===== Records for the task

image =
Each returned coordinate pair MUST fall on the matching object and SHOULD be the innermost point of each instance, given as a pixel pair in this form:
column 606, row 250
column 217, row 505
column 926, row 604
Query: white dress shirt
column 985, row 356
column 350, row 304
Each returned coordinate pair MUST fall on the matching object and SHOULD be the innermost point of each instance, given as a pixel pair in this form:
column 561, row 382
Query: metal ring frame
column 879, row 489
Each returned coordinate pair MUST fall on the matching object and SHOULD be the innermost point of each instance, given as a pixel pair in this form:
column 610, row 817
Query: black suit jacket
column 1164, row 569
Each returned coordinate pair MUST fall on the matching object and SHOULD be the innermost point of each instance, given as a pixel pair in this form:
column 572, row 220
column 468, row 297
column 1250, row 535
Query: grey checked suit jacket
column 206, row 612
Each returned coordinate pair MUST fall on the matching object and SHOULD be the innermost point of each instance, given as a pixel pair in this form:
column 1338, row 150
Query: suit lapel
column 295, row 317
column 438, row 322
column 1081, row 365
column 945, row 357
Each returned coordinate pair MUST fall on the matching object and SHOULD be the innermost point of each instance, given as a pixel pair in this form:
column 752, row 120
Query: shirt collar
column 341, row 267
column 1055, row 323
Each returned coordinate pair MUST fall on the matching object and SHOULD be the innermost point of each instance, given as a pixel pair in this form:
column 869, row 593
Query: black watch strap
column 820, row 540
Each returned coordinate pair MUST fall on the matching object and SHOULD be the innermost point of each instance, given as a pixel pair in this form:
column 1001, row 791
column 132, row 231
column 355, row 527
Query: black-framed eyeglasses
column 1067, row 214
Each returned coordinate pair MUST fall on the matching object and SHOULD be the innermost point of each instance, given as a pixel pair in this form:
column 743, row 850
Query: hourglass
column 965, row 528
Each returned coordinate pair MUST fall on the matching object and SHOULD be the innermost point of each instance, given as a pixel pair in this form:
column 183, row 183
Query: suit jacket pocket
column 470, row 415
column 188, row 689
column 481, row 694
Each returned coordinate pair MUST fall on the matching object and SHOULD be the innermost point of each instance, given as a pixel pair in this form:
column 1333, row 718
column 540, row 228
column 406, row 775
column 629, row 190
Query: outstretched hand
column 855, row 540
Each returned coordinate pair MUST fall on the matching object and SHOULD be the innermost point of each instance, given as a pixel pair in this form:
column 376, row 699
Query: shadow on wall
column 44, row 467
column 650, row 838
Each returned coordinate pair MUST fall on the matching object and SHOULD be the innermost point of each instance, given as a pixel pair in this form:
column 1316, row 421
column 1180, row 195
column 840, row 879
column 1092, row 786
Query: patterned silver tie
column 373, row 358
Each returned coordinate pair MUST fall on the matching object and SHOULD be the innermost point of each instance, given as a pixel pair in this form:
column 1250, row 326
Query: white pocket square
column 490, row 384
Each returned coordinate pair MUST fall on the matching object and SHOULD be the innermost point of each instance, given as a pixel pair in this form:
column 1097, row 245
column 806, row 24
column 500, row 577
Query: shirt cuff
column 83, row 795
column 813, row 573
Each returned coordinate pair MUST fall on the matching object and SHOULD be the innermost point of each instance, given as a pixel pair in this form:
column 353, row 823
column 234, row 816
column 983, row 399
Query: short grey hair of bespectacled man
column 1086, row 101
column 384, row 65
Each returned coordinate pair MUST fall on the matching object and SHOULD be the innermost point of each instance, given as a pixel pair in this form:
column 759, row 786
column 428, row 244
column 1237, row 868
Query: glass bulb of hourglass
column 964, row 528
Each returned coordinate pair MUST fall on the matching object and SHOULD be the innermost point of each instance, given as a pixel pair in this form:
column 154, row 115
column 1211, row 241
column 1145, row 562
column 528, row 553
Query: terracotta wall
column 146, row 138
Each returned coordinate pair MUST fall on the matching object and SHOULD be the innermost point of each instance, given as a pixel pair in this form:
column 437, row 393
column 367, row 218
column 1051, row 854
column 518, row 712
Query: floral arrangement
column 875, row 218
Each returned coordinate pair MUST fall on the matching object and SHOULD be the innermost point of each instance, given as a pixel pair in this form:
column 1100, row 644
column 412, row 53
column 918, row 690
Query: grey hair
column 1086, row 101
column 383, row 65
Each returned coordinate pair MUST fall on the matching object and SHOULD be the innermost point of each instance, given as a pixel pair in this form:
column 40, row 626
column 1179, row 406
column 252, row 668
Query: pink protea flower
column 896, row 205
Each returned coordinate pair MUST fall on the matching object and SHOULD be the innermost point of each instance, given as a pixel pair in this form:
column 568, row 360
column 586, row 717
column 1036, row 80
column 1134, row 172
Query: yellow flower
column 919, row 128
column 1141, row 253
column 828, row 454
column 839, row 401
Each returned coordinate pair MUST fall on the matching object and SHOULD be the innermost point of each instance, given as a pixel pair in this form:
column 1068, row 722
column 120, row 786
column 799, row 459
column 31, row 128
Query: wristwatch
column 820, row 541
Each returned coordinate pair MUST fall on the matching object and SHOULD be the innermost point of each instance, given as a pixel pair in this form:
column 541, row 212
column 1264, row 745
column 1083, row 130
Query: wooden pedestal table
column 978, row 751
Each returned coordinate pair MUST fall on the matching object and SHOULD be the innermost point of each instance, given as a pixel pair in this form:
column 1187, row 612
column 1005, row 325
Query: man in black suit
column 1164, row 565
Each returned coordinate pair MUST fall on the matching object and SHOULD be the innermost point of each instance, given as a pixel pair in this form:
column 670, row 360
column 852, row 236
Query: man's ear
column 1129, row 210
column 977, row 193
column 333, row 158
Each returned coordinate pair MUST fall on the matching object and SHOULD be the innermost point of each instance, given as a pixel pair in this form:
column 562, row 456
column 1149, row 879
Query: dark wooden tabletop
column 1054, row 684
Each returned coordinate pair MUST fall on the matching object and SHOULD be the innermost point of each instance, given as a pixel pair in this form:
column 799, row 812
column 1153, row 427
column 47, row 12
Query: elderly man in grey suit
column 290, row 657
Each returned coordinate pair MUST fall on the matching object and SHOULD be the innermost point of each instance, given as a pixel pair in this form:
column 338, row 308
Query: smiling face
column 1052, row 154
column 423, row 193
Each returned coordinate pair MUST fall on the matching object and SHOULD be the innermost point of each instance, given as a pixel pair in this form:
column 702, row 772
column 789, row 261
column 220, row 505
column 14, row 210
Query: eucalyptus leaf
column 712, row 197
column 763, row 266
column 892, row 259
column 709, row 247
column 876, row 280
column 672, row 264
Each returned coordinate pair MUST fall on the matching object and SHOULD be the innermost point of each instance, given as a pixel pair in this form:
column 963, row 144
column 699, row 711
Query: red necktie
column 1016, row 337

==========

• What the exercise asks: Every record must be repeated precisely and in full.

• Exercise result:
image =
Each returned coordinate pair MUST fall on the matching object and SHOULD be the innermost point of each instance, given as a pixel pair in this form:
column 606, row 250
column 217, row 505
column 926, row 604
Query: white dress shirt
column 985, row 356
column 350, row 304
Each returned coordinate pair MUST fall on the matching object and SHOULD be the innermost point of each instance, given as a pixel pair in this form:
column 561, row 382
Query: metal ring frame
column 879, row 489
Each returned coordinate pair MUST fall on the matching object and SHOULD be the innermost point of each instance, given as a pixel pair in this form:
column 610, row 817
Query: black suit jacket
column 1164, row 569
Each returned coordinate pair MUST fall on the matching object and SHOULD be the innermost point of each instance, given as a pixel pair in this form:
column 572, row 220
column 468, row 297
column 1250, row 535
Query: grey checked suit jacket
column 206, row 612
Each returned coordinate pair MUST fall on the matching object and SHOULD be the innermost point of each instance, given as a pixel pair in this form:
column 1338, row 150
Query: suit lapel
column 295, row 317
column 438, row 322
column 1081, row 365
column 945, row 357
Each returned coordinate pair MUST fall on the matching object and SHOULD be the innermost point of each instance, given as a pixel pair in this form:
column 752, row 120
Query: shirt collar
column 341, row 267
column 1055, row 323
Each returned coordinate pair MUST fall on the matching object and SHOULD be the innermost point of each instance, given as a pixel pair in this form:
column 869, row 593
Query: black watch strap
column 820, row 540
Each returned coordinate pair MUST fall on the matching object and SHOULD be the innermost point of each instance, given as a pixel pair in this form:
column 1001, row 791
column 132, row 231
column 355, row 527
Query: black-framed eyeglasses
column 1067, row 214
Each returned coordinate pair MUST fall on the matching object and SHOULD be the innermost point of each instance, given as a pixel pair in this form:
column 743, row 850
Query: hourglass
column 965, row 528
Each returned coordinate pair MUST fall on the matching object and SHOULD be the innermost point of each instance, given as a pixel pair in this form:
column 183, row 183
Query: suit jacket pocket
column 470, row 415
column 188, row 689
column 481, row 694
Each returned coordinate pair MUST fall on the matching object and SHOULD be the innermost point of each instance, given as a pixel pair in this form:
column 1333, row 718
column 540, row 228
column 406, row 775
column 629, row 190
Query: outstretched hand
column 855, row 540
Each returned coordinate pair MUST fall on the matching object and SHOULD be the innermost point of each instance, given as a pixel pair in this form:
column 376, row 699
Query: shadow on wall
column 44, row 467
column 650, row 838
Each returned coordinate pair MUST fall on the matching object and SHOULD be the innermost point of each instance, given as a pixel pair in this form:
column 1316, row 421
column 1180, row 195
column 840, row 879
column 1092, row 786
Query: patterned silver tie
column 373, row 358
Each returned coordinate pair MUST fall on the matching object and SHOULD be the innermost point of each instance, given as a pixel pair in this form:
column 1250, row 326
Query: white pocket square
column 490, row 384
Each returned coordinate pair MUST fall on the matching object and SHOULD be the innermost point of each instance, given as a pixel pair in this form:
column 1097, row 245
column 806, row 24
column 500, row 577
Query: shirt cuff
column 83, row 795
column 813, row 573
Each returned coordinate pair MUST fall on the matching object and SHOULD be the innermost point of each instance, given as a pixel pair in this form:
column 353, row 823
column 234, row 816
column 983, row 399
Query: short grey hair of bespectacled man
column 1086, row 101
column 384, row 65
Each returned coordinate pair MUST fall on the matching object and SHOULD be the innermost point of each instance, given as a pixel pair in this form:
column 759, row 786
column 428, row 244
column 1237, row 868
Query: glass bulb of hourglass
column 964, row 528
Each returned coordinate pair MUST fall on the matching object and SHOULD be the innermost point of each instance, given as a pixel pair in this form:
column 154, row 115
column 1211, row 241
column 1145, row 562
column 528, row 553
Query: terracotta wall
column 146, row 138
Each returned coordinate pair MUST fall on the matching object and SHOULD be the innermost point of each instance, given as a pixel pair in this form:
column 437, row 393
column 367, row 218
column 1051, row 854
column 518, row 712
Query: floral arrangement
column 875, row 218
Each returned coordinate pair MUST fall on the matching object and SHOULD be the innermost point of each instance, given as a pixel pair in this form:
column 1100, row 644
column 412, row 53
column 918, row 690
Query: grey hair
column 1086, row 101
column 383, row 65
Each returned coordinate pair MUST fall on the matching object and SHOULD be the innermost point of each instance, given as a pixel pair in this form:
column 40, row 626
column 1179, row 406
column 252, row 668
Query: pink protea flower
column 896, row 205
Each returned coordinate pair MUST fall on the matching object and SHOULD be the innermost point of each instance, given as a pixel pair in this form:
column 568, row 360
column 586, row 717
column 1036, row 80
column 1134, row 172
Query: yellow flower
column 919, row 128
column 1141, row 253
column 828, row 454
column 839, row 401
Each returned coordinate pair MUST fall on the matching object and SHOULD be the innermost point of each instance, given as a pixel pair in this form:
column 1068, row 722
column 120, row 786
column 799, row 459
column 31, row 128
Query: wristwatch
column 820, row 541
Each returned coordinate pair MUST fall on the matching object and SHOULD be the innermost point of each instance, given as a pixel pair in this form:
column 541, row 212
column 1264, row 745
column 1083, row 130
Query: wooden pedestal table
column 978, row 751
Each returned coordinate pair MUST fall on the matching object and SHOULD be the innermost point of each instance, given as a pixel pair in this form:
column 1187, row 612
column 1005, row 325
Query: man in black suit
column 1164, row 565
Each returned coordinate pair MUST fall on the matching object and SHOULD be the innermost point of each instance, given as a pixel pair in this form:
column 670, row 360
column 852, row 236
Query: man's ear
column 1129, row 210
column 977, row 193
column 333, row 158
Each returned coordinate pair MUST fall on the matching object and SHOULD be the innermost point of each instance, given as a pixel pair in this form:
column 562, row 456
column 1149, row 879
Query: dark wooden tabletop
column 1054, row 684
Each returned coordinate pair MUST fall on the matching object and SHOULD be the innermost point of each instance, given as a pixel pair in this form:
column 799, row 812
column 1153, row 427
column 47, row 12
Query: elderly man in grey suit
column 290, row 657
Each returned coordinate pair MUST fall on the matching object and SHOULD be the innermost point of each instance, given as a pixel pair in this form:
column 338, row 308
Query: smiling face
column 1052, row 154
column 423, row 193
Each returned coordinate pair MUST fall on the matching object and SHOULD be the innermost point of each instance, given as a pixel pair in this form:
column 702, row 772
column 789, row 261
column 220, row 505
column 14, row 210
Query: eucalyptus leaf
column 712, row 197
column 763, row 266
column 892, row 259
column 709, row 247
column 876, row 280
column 672, row 264
Each returned coordinate pair MUST fall on the matching object and SHOULD be the innermost point of each instance, given as a pixel pair in this form:
column 963, row 144
column 699, row 711
Query: red necktie
column 1016, row 337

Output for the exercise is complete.